══ DOCUMENT EXCERPT ══

Serving in a Time of Pandemic – Part I

During the pandemic André House in Phoenix, Ariz., continues to minister poor and homeless in the area. Because of concern for their volunteers, they are only operating with a core community of holy cross religious.

Even though they have had to cut down on some of the services they usually offer, they are doing amazing work with such a small group of people. Two or three times a week they areordering more than 600 pre-packaged meals from local restaurants so the other services can be staffed. This has the added bonus of helping local restaurants.

The U.S. Province sent a small cadre of young religious to provide support. Upon return, the religious headed back to their homes for a 14-day quarantine, and agroup of eight young men in formation followed in their footsteps to assist and again return to quarantine. We appreciate the service of these men and the formation staff for organizing this.

Please enjoy the reflections and observations of our religious and men in formation in this and other blog posts to follow.

Contributing in Quiet Ways
by Rev. Brogan C. Ryan, C.S.C.

═══
══ DATA EXTRACT ══

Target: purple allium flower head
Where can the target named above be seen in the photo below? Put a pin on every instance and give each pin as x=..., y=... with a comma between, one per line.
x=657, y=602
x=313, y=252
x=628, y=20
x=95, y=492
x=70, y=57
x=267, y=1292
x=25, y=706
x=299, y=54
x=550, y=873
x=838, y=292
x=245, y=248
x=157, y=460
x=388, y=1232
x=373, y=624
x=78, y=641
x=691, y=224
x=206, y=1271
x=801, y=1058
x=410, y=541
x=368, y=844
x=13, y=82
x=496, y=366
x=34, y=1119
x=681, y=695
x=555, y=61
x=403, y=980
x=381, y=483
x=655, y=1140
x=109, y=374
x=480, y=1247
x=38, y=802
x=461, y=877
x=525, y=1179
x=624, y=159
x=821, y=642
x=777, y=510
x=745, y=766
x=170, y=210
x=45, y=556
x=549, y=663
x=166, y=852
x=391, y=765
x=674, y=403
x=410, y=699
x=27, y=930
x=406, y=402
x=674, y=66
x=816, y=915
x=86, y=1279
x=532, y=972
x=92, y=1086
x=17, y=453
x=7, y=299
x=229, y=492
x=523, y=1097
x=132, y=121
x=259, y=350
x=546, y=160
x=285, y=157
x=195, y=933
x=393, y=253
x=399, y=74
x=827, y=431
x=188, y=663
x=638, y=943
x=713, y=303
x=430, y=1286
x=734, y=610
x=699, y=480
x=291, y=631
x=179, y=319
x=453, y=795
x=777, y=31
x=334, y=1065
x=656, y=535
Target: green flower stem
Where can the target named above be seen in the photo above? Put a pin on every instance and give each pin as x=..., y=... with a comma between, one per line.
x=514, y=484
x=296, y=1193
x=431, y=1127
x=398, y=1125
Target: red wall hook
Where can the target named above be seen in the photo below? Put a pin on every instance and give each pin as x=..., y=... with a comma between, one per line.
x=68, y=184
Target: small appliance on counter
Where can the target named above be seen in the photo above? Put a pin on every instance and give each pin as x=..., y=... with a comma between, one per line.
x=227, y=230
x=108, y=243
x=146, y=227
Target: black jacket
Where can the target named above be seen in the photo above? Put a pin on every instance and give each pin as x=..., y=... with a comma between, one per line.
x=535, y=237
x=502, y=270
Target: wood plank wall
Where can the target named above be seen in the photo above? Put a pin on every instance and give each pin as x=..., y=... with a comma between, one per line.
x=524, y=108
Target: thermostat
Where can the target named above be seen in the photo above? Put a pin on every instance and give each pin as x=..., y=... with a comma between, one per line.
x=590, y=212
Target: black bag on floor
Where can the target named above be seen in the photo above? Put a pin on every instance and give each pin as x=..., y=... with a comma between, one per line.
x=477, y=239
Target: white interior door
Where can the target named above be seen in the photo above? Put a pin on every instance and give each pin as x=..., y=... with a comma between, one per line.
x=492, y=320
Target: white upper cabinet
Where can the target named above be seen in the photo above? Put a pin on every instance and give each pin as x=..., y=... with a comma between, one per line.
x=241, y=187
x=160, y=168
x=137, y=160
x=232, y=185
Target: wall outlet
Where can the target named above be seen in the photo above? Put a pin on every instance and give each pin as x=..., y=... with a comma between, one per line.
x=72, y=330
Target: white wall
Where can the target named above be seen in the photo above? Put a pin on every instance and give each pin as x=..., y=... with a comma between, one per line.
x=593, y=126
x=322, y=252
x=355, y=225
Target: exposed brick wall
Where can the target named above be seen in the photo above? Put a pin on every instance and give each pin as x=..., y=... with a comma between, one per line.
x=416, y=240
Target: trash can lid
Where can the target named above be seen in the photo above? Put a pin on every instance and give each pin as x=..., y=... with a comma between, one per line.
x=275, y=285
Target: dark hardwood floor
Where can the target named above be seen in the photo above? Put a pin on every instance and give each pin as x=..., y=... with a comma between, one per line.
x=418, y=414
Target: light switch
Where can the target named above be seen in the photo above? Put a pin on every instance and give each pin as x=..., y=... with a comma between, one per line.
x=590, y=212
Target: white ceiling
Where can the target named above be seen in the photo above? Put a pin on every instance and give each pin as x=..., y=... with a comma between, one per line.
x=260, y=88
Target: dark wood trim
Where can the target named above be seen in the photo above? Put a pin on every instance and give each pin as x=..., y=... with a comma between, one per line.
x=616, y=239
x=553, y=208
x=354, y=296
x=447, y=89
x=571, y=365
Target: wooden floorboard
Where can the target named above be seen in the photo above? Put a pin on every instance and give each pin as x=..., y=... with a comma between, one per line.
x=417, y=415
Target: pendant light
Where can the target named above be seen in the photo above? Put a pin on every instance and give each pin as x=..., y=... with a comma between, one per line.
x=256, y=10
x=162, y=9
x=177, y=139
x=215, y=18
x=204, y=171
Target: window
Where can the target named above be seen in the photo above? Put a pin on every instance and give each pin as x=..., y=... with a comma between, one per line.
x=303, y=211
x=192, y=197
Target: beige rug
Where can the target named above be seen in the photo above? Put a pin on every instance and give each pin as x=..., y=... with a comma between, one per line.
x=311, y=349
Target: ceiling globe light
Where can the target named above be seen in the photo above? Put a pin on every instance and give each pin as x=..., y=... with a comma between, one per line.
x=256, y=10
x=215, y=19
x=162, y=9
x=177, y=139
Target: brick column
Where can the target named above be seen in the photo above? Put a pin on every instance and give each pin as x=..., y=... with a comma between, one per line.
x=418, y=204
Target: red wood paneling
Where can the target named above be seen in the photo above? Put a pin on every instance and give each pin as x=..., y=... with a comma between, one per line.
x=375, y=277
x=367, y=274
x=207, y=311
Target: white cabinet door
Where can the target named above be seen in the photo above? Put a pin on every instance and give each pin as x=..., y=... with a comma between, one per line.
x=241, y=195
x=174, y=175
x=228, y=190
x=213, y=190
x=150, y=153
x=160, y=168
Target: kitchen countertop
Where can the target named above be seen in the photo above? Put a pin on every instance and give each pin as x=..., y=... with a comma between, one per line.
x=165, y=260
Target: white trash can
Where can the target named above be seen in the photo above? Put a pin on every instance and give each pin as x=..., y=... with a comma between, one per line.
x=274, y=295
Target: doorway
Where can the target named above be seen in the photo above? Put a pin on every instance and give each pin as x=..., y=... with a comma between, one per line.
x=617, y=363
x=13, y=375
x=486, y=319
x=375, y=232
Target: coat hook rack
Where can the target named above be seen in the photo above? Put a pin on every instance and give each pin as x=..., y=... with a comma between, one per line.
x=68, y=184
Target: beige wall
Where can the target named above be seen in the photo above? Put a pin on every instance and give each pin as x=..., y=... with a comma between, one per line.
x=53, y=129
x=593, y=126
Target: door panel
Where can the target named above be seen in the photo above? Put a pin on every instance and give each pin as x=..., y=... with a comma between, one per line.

═══

* [WHAT THIS EXERCISE ASKS]
1. In the pandemic service blog post, why is André House operating only with a core community of Holy Cross religious?
2. Go on with the pandemic service blog post after its final line.
None of these items are needed for what comes next.

* [ANSWERS TO EACH TASK]
1. Because of concern for their volunteers.

2.
One of the amazing things that I experienced at André House was the overwhelming support of people from the community. Here, Fr. Dan Ponisciak, C.S.C., (the Director of André House) and I are packaging meals on Sunday night. Sunday night is typically goulash night, but recently, a patron known by the guests and staff as “the Chicken Man” would bring 400 pieces of fried chicken for dinner on Sunday nights. He had only missed one Sunday in recent memory because the pandemic had caused the store to be understaffed … incredible! The homemade goulash was delicious, but the guests were very excited to eat some good fried chicken as well.

As I was packaging these meals with Fr. Dan, I was blown away by all of the stories he told of people similar to “the Chicken Man,” who contributed in their own, quiet ways. Every person had a story or reason that they felt compelled to participate in the mission of André House; some of those reasons were known to the staff, and some of them were known only to God.We were just grateful for the generosity of so many, and thrilled to be serving some good fried chicken!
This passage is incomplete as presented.